What is needed: Copy out the lines below word for word, starting at the line containing "the chair leg." and ending at the line containing "[502,291,600,406]", with both of those lines included.

----- Supplied entries

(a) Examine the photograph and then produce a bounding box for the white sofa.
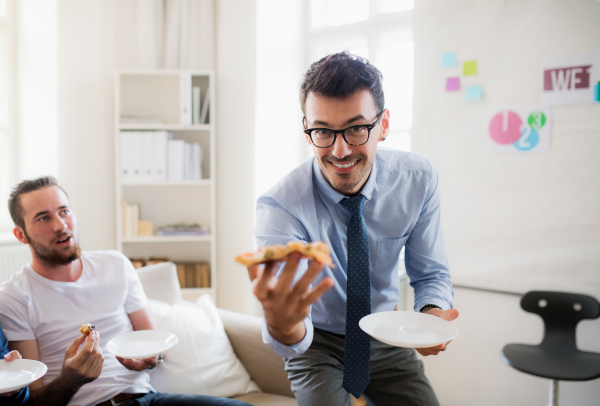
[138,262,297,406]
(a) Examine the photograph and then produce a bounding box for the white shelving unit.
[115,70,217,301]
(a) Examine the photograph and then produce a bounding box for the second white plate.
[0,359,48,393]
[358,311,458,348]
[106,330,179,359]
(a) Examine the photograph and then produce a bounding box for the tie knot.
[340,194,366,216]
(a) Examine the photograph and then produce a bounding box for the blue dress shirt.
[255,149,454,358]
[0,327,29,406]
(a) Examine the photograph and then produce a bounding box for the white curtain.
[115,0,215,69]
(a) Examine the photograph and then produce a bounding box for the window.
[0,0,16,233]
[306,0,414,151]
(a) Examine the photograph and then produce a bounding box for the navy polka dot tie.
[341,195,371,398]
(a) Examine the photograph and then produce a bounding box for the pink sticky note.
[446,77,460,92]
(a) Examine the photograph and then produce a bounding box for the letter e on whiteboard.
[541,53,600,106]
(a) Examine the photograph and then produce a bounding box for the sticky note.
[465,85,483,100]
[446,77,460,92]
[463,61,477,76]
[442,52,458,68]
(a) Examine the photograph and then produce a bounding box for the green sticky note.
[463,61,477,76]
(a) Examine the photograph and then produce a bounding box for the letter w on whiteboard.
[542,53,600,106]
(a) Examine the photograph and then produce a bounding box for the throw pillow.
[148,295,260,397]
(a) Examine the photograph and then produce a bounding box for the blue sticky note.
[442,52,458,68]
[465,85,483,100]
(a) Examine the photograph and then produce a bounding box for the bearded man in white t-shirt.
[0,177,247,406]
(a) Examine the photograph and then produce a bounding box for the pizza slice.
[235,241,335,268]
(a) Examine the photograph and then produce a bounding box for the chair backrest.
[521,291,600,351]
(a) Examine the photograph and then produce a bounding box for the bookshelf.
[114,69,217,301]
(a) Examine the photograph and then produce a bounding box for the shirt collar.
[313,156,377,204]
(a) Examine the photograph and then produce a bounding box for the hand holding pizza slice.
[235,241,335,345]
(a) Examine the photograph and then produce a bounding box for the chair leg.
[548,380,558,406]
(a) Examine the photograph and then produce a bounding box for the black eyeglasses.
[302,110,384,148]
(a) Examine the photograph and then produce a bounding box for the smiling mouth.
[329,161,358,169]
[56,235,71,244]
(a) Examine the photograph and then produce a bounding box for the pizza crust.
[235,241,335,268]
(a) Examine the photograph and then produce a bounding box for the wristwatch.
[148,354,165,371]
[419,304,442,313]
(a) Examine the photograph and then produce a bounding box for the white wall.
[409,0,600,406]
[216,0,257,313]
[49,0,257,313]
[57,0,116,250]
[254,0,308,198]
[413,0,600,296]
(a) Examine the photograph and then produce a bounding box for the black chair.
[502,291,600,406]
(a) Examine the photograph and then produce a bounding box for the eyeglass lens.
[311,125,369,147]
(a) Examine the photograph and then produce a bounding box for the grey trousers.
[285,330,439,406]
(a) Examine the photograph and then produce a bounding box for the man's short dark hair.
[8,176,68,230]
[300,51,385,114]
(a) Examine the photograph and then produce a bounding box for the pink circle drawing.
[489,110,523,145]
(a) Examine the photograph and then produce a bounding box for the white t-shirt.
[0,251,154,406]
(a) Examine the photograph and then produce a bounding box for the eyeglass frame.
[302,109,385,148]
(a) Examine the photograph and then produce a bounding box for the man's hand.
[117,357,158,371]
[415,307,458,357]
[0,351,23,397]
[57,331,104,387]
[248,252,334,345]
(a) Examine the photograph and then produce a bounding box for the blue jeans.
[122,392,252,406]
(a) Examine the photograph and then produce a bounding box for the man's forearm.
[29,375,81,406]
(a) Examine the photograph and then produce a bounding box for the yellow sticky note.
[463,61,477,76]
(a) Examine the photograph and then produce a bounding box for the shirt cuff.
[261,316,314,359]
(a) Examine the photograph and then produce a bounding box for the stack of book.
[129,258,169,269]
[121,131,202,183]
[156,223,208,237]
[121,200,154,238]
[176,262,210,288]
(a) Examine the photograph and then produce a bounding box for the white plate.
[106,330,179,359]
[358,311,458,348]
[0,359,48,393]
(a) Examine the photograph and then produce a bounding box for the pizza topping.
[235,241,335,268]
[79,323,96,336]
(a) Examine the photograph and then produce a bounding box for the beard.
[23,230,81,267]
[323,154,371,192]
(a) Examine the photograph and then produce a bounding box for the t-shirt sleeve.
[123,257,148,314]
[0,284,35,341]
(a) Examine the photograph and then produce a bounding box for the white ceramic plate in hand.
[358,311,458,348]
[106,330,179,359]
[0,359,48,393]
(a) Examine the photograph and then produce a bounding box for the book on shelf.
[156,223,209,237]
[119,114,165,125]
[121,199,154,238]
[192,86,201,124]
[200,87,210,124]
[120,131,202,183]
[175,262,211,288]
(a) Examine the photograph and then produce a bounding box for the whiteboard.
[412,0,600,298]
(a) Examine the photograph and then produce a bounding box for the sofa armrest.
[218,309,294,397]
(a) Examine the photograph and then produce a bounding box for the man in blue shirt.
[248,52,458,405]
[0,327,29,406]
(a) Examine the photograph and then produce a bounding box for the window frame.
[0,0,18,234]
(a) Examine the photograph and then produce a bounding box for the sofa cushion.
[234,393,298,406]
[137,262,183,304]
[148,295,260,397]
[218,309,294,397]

----------
----- Supplied entries

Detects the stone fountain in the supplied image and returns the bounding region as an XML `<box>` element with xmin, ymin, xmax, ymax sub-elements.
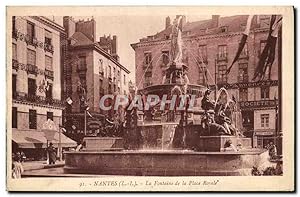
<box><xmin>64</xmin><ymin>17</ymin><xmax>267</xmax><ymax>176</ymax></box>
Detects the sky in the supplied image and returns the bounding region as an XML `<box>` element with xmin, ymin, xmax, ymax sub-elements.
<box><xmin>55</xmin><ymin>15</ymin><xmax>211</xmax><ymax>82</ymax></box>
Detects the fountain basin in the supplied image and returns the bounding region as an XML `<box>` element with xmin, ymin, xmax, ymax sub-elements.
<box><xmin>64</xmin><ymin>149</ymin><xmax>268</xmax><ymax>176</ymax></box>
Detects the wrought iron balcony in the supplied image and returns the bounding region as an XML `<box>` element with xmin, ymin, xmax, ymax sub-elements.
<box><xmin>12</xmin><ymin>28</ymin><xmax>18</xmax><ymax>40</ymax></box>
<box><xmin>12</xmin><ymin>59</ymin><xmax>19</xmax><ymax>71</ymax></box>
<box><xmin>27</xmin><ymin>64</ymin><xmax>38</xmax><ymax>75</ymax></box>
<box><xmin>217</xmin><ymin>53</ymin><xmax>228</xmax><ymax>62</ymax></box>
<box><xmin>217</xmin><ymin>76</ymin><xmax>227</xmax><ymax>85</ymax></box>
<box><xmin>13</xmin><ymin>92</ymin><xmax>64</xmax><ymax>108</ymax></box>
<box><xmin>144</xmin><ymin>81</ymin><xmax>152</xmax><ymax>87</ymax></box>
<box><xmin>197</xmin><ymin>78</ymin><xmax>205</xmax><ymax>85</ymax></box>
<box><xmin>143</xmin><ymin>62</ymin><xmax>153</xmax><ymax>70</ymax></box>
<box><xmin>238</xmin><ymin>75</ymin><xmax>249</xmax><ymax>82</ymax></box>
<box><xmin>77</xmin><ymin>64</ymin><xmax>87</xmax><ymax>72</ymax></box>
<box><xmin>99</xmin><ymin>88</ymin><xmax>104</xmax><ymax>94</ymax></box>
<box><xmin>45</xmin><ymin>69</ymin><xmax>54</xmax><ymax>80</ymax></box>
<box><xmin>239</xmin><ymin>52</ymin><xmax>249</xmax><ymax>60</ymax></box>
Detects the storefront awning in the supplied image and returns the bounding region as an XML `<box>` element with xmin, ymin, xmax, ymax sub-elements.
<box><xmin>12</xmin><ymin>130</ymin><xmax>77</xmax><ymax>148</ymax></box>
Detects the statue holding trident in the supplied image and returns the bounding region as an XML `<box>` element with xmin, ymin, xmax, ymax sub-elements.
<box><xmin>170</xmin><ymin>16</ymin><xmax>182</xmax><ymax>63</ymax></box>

----------

In response:
(a) Examine the photograph and then produce a bounding box for the chair leg.
[548,380,558,406]
(a) Examine the photograph and then produce a bounding box for the black eyeglasses.
[302,110,384,148]
(a) Examine the photograph and then produce a bounding box for the smiling mouth.
[329,161,358,169]
[56,235,71,244]
(a) Examine the photograph and then produce a bounding box for the pizza crust.
[235,241,335,268]
(a) Examine the photograph and then produce a bounding box for the wristwatch.
[148,354,165,371]
[419,304,442,313]
(a) Examine the photograph and then produce a bounding box for the white wall.
[409,0,600,406]
[216,0,257,313]
[49,0,257,313]
[57,0,116,250]
[254,0,308,198]
[413,0,600,296]
(a) Examine the photograph and then produce a bounding box for the black chair.
[502,291,600,406]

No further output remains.